[Excerpts from a pointing dataset]
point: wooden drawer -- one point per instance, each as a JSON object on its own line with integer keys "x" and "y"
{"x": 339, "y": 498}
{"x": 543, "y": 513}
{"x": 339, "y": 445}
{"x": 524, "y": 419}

-- Written instruction --
Reproduce every row above, character for character, with each line kept as it stands.

-- Exercise result --
point: wooden drawer -- one point per instance, each as a JSON object on its own line with integer keys "x" and "y"
{"x": 339, "y": 498}
{"x": 543, "y": 513}
{"x": 339, "y": 445}
{"x": 524, "y": 419}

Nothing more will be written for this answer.